== Objective ==
Please give the NCS1002 configuration text again from "You can also" to "versa (mutual exclusion).", edited so that "OpenConfig models" becomes "OpenConfig data models".

== Page text ==

■ ■ ■ ■ ■ ■ ■

You can also check the updated configuration on a NCS1002 using “show” commands. New lines of config will be seen after your code successfully commits intended configuration. When you configure a slice using OpenConfig models, show output in CLI will be different, comparing to the output you have after configuration of a slice through CLI. That change was done to reflect OpenConfig logic. Proper protection mechanisms are implemented on NCS1002 to make sure that a slice configured through CLI cannot be configured again using OpenConfig models and vice versa (mutual exclusion).
CLI view from a NCS1002
Here is an output of Slice #0 configuration using OpenConfig models on a NCS1002:
!
controller Optics0/0/0/5
transmit-power 0
dwdm-carrier 100MHz-grid frequency 1913000
!
controller Optics0/0/0/6
transmit-power 0
dwdm-carrier 100MHz-grid frequency 1961000
!
terminal-device
logical-channel 100
rate-class 100G
admin-state enable
ingress-client-port Optics0/0/0/0
trib-protocol 100G-MLG
logical-channel-type Ethernet
assignment-id 1
allocation 100
assignment-type logical
assigned-logical-channel 200
!
!

■ ■ ■ ■ ■ ■ ■

== Extracted entries ==
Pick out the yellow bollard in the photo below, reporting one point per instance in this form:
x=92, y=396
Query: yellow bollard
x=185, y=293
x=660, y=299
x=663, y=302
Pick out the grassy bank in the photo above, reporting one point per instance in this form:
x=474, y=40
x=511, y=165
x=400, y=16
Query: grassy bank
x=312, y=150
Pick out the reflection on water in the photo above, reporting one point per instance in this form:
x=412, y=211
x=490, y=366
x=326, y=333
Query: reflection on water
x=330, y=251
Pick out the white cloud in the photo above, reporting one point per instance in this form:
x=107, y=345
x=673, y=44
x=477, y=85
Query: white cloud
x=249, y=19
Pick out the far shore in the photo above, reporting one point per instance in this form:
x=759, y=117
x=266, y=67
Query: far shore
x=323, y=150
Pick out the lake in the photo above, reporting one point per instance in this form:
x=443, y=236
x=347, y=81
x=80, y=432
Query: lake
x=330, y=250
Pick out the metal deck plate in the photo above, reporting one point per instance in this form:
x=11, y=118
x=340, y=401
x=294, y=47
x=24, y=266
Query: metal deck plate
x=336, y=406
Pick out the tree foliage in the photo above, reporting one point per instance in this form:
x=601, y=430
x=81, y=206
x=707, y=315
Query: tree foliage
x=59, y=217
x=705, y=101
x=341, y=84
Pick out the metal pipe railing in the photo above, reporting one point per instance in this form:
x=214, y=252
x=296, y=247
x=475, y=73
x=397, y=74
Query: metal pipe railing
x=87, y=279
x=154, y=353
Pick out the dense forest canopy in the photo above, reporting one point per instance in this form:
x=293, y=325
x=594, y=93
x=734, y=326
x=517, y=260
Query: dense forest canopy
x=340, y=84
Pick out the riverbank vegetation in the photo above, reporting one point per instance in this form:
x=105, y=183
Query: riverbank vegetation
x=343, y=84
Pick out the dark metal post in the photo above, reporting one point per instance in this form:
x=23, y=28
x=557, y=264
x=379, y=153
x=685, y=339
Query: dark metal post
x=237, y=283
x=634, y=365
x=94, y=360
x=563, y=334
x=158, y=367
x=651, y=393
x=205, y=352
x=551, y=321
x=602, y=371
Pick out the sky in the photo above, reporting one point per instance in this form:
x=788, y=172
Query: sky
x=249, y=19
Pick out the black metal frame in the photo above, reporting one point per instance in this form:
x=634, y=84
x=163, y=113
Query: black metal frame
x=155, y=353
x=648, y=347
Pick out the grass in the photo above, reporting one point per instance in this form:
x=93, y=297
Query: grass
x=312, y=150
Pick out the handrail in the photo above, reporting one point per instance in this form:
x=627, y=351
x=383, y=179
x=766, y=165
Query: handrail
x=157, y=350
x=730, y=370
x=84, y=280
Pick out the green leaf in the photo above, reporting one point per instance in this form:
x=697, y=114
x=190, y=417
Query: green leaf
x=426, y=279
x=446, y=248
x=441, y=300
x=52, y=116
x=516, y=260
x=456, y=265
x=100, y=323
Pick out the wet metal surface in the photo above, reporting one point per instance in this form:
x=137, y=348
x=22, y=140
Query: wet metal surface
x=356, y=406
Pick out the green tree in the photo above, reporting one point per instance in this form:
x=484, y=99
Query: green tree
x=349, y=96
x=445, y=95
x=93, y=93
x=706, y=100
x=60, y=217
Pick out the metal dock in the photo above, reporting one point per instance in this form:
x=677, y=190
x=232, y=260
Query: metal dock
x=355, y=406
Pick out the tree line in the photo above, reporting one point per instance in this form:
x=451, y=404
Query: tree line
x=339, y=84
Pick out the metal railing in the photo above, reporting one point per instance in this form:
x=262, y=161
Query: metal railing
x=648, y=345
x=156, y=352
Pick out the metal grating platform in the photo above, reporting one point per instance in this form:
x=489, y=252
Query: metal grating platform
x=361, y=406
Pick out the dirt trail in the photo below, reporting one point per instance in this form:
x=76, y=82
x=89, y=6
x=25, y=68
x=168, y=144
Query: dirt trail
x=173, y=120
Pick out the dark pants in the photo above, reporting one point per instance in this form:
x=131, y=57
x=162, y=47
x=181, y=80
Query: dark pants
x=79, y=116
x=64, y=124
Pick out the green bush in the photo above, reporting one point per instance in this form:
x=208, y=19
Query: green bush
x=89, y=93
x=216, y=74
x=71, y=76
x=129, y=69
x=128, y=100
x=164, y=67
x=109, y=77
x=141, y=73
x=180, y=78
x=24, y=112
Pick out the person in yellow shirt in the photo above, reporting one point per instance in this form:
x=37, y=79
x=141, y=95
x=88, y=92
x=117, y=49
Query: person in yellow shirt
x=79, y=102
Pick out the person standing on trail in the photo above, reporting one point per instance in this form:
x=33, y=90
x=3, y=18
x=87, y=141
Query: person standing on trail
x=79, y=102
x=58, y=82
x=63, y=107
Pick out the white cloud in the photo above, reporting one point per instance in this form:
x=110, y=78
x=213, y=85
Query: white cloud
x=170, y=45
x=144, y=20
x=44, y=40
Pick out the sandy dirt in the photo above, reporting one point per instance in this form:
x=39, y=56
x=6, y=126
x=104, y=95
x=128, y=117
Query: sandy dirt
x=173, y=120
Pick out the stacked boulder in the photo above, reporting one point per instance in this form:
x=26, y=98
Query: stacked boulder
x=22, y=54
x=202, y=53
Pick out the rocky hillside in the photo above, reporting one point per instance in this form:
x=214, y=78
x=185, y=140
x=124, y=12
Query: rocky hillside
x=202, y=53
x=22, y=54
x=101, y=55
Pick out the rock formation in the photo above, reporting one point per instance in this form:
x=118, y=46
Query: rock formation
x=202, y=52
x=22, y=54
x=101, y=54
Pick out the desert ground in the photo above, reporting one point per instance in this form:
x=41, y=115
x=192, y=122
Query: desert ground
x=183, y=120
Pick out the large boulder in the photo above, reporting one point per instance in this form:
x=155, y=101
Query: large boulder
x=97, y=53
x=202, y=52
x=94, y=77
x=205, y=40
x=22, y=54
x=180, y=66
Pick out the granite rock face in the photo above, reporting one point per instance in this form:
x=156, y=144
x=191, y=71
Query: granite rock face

■ ■ ■ ■ ■ ■ ■

== Solution to the exercise ==
You can also check the updated configuration on a NCS1002 using “show” commands. New lines of config will be seen after your code successfully commits intended configuration. When you configure a slice using OpenConfig data models, show output in CLI will be different, comparing to the output you have after configuration of a slice through CLI. That change was done to reflect OpenConfig logic. Proper protection mechanisms are implemented on NCS1002 to make sure that a slice configured through CLI cannot be configured again using OpenConfig data models and vice versa (mutual exclusion).